Entries for locating named things:

────

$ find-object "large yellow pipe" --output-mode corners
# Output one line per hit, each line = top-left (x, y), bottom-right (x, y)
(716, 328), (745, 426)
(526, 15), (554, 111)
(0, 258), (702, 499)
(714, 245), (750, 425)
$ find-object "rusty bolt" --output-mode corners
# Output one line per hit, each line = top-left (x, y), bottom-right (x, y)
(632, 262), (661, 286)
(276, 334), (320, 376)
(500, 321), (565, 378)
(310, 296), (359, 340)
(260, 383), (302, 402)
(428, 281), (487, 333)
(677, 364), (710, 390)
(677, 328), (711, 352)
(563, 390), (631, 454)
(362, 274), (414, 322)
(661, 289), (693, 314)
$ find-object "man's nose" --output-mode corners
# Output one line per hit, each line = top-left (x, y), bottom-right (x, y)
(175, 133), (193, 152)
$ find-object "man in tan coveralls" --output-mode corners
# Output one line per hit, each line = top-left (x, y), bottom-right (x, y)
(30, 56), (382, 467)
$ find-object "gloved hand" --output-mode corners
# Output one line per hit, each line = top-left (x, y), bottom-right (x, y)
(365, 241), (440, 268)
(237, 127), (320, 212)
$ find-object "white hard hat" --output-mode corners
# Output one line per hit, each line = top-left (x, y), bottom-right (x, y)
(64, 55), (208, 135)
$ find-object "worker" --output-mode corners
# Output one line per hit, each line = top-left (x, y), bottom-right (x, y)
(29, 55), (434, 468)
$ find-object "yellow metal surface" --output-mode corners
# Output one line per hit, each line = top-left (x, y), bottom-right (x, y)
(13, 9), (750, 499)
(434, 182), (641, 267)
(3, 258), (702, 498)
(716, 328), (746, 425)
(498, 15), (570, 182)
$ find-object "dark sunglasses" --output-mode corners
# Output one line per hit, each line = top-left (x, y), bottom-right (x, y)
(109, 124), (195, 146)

────

Your goal: Reproduce the whole listing above word for word, every line from first to last.

Solution for this task:
$ find-object "large yellow pipe" --output-mode corners
# Output one line per hit, each line = top-left (x, y), bottom-right (x, y)
(716, 328), (745, 426)
(526, 15), (554, 111)
(0, 258), (702, 499)
(714, 245), (750, 425)
$ find-object "rusty bolt" --output-mode corners
# Output one line per hit, each line = top-left (x, y), bottom-right (x, y)
(632, 262), (661, 286)
(276, 334), (320, 376)
(500, 321), (565, 378)
(310, 296), (359, 340)
(260, 383), (302, 402)
(428, 281), (487, 333)
(677, 364), (710, 390)
(677, 328), (711, 352)
(563, 390), (631, 454)
(362, 274), (414, 322)
(661, 289), (693, 314)
$ find-object "man's nose" --output-mode corners
# Output one line per hit, each line = top-left (x, y), bottom-right (x, y)
(175, 133), (193, 152)
$ find-object "man in tan coveralls" --output-mode corners
# Output one line per hit, each line = top-left (x, y), bottom-right (x, y)
(30, 56), (382, 467)
$ find-object "gloved hand" --output-mode corners
# Output one line per hit, each line = top-left (x, y), bottom-right (x, y)
(365, 241), (440, 268)
(237, 127), (320, 212)
$ find-object "white hard hat" --output-mode corners
# Output one line per hit, each line = top-left (x, y), bottom-right (x, y)
(64, 55), (208, 135)
$ find-object "worker" --output-mode corners
# Output one line per hit, each line = top-left (x, y), bottom-right (x, y)
(29, 55), (434, 468)
$ find-object "yellow metal surface" --output-mode corners
# Output one line per hit, each line = top-left (x, y), bottom-right (x, y)
(13, 9), (750, 499)
(434, 182), (641, 267)
(3, 258), (702, 498)
(716, 328), (746, 425)
(498, 15), (570, 182)
$ find-object "dark sunglasses" --output-mode corners
# Output one line per hit, each line = top-left (x, y), bottom-right (x, y)
(109, 124), (195, 146)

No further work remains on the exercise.